- _THE PROBLEM_
Output the listing below as a two-column CSV with the header input,output. Put each line of text that is asked together with the lines under it in a quoted input field, and put all of its answer in a quoted output field, with line breaks turned into spaces and every part of the listing included.

- _GIVEN INFORMATION_
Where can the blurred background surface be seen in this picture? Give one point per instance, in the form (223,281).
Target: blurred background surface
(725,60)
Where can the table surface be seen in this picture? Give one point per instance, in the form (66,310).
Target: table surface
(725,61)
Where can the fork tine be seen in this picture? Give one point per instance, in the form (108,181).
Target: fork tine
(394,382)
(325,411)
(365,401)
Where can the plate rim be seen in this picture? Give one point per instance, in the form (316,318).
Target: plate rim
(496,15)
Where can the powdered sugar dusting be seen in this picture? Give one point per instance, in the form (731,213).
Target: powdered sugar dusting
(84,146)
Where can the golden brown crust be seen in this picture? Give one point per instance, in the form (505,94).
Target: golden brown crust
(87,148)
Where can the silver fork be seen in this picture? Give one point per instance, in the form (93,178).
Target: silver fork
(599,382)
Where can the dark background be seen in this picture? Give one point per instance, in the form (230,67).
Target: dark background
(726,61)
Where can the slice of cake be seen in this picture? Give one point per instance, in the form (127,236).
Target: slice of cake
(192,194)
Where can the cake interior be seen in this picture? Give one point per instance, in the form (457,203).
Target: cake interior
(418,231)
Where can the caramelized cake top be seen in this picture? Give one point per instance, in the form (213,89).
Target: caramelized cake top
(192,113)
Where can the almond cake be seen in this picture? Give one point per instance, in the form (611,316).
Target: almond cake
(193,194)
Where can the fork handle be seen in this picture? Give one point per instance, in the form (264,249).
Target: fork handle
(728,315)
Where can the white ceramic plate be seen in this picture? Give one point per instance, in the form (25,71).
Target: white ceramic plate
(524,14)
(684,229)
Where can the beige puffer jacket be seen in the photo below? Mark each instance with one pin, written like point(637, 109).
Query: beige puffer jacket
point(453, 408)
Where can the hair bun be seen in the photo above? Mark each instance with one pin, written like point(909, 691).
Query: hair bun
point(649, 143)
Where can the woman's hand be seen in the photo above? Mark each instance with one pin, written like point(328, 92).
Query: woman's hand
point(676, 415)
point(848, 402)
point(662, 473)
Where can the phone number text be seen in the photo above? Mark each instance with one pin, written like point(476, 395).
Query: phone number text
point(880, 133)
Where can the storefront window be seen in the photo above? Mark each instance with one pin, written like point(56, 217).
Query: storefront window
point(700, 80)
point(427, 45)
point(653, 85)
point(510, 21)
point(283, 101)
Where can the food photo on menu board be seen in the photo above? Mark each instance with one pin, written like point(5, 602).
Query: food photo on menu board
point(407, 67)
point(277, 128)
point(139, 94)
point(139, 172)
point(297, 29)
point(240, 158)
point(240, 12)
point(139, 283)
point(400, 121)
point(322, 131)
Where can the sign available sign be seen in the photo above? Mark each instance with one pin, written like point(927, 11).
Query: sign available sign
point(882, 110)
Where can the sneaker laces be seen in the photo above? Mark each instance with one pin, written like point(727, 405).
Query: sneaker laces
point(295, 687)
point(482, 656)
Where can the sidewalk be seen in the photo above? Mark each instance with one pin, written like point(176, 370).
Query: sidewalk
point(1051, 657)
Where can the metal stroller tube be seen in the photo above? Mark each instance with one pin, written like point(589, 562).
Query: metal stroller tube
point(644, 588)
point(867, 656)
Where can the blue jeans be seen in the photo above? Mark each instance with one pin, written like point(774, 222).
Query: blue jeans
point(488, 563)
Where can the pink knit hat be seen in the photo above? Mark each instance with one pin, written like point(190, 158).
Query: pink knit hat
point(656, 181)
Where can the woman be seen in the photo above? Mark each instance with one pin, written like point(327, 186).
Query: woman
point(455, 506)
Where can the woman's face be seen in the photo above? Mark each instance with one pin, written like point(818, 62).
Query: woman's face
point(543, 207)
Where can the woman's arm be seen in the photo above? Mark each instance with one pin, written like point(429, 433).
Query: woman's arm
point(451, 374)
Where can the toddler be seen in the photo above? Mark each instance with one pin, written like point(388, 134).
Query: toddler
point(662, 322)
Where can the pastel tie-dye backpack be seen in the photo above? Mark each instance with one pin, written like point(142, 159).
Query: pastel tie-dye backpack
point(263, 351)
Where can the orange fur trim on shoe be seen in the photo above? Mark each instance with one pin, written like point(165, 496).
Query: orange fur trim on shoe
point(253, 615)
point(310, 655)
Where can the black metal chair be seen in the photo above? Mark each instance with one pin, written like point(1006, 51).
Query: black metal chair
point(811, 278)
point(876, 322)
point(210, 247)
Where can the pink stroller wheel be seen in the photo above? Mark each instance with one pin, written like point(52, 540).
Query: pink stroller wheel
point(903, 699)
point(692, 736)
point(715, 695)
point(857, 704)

- _ANSWER_
input,output
"Where can the blurred background surface be seen in this picture? Give one point per instance, in the form (223,281). Target: blurred background surface","(725,60)"
"Where can the table surface be seen in this picture? Give one point per instance, in the form (66,310). Target: table surface","(725,61)"
"Where can the fork tine be seen in this picture? Give one point per instance, in the form (108,181). Target: fork tine","(394,382) (325,411) (365,401)"
"Where can the plate rim be seen in this picture? Give one point per instance, in the form (316,318). Target: plate rim","(496,15)"
"Where can the powdered sugar dusting be seen in this picture? Give one point per instance, in the form (731,213). Target: powdered sugar dusting","(84,146)"
"Where can the golden brown crust be seen in this picture? Give one point per instance, in the form (505,94). Target: golden brown crust","(87,148)"
"Where can the silver fork be seen in this picture? Give one point per instance, in the form (93,178). Target: silver fork","(599,382)"
"Where can the dark background be seen in this picture? Give one point per instance, in the form (230,67). Target: dark background","(726,61)"
"Where can the slice of cake be seen in this picture? Give one point per instance, in the form (127,236). Target: slice of cake","(192,194)"
"Where can the cake interior be seen in this picture? Give one point per instance, in the form (457,203). Target: cake interior","(418,231)"
"Where can the caramelized cake top be seen in this picture? Give one point per instance, in the form (213,89). Target: caramelized cake top","(192,113)"
"Where can the almond cake be seen in this picture? Give one point per instance, in the form (611,316). Target: almond cake","(193,194)"
"Where can the fork handle be seen in this picture? Give one point per instance, in the form (264,249). Target: fork handle","(728,315)"
"Where can the white ceramic plate be seen in this picture? Give one point per instance, in the form (25,71). Target: white ceramic plate","(524,14) (684,229)"
"Where can the beige puffer jacket be seen in the photo below? Mark each instance with one pin, written like point(637, 109). Query: beige puffer jacket","point(453, 408)"
"Where can the hair bun be seen in the photo above? Mark each instance with one pin, written like point(909, 691). Query: hair bun","point(649, 143)"
"Where can the woman's hand be seen in the photo above? Mark each instance with one pin, written like point(328, 92). Query: woman's hand","point(676, 415) point(848, 402) point(662, 473)"
"Where can the phone number text be seen in the photo above? Mark each instance with one pin, written like point(476, 395). Query: phone number text","point(880, 133)"
"Where can the storefront window be seen in the photo above? Mark each instance with one pin, written like point(56, 217). Query: storefront window","point(700, 80) point(427, 45) point(653, 85) point(510, 21) point(283, 101)"
"Where can the food photo on menu board be seen in the photo above? Mark each instance with one pin, written like point(5, 602). Query: food photo on menu board","point(407, 67) point(277, 128) point(139, 94) point(139, 172) point(297, 29) point(240, 158) point(240, 12) point(139, 283) point(400, 121) point(322, 131)"
"Where can the sign available sign be seen in the photo above? Mark each instance with one pin, written like point(927, 11). Query: sign available sign","point(882, 110)"
"Where can the sneaker laces be seen in the photo above? Mark each instance with one pin, written like point(727, 405). Query: sneaker laces","point(295, 687) point(482, 656)"
"Where can the sidewalk be seen in the photo above? Mark each instance with one pin, written like point(176, 370). Query: sidewalk","point(1051, 657)"
"Where can the metal stroller tube be seen in the photo above? Mark each instance with one pin, written like point(589, 562). Query: metal stroller tube","point(644, 588) point(867, 656)"
"Where can the blue jeans be seen in the photo above? Mark each instance with one pin, written like point(774, 222). Query: blue jeans","point(488, 563)"
"Where can the pink knit hat be seen in the photo above? Mark each instance with one pin, written like point(190, 158). Query: pink knit hat","point(656, 181)"
"Where can the woman be seen in the photo above? Mark each instance with one pin, written like point(327, 186). Query: woman","point(455, 506)"
"Where can the woman's face be seen in the photo above? Mark each instance with one pin, written like point(818, 62). Query: woman's face","point(543, 207)"
"Where can the woman's arm be seen in the photo above? Mark each instance with one pin, written like point(429, 433). Query: woman's arm","point(451, 374)"
"Where can the toddler be seen in the photo above? Mark each instance with one pin, written like point(388, 134). Query: toddler","point(662, 322)"
"Where can the pastel tie-dye backpack be seen in the photo above? Mark each instance with one pin, written like point(142, 159). Query: pastel tie-dye backpack","point(263, 351)"
"Where can the orange fur trim on shoe be seen in the photo above? Mark each instance with one pin, written like point(165, 496). Query: orange fur trim on shoe","point(253, 615) point(310, 655)"
"Where can the black metal chair be seen in the photo above? Mark each instance with one pin, written like point(1006, 51). Query: black metal chair","point(811, 278) point(876, 322) point(210, 247)"
"Where can the pink stroller wheel be seen in the photo above? Mark each instance with one pin, written like point(52, 540). Query: pink stroller wheel","point(903, 699) point(692, 736) point(715, 695) point(857, 704)"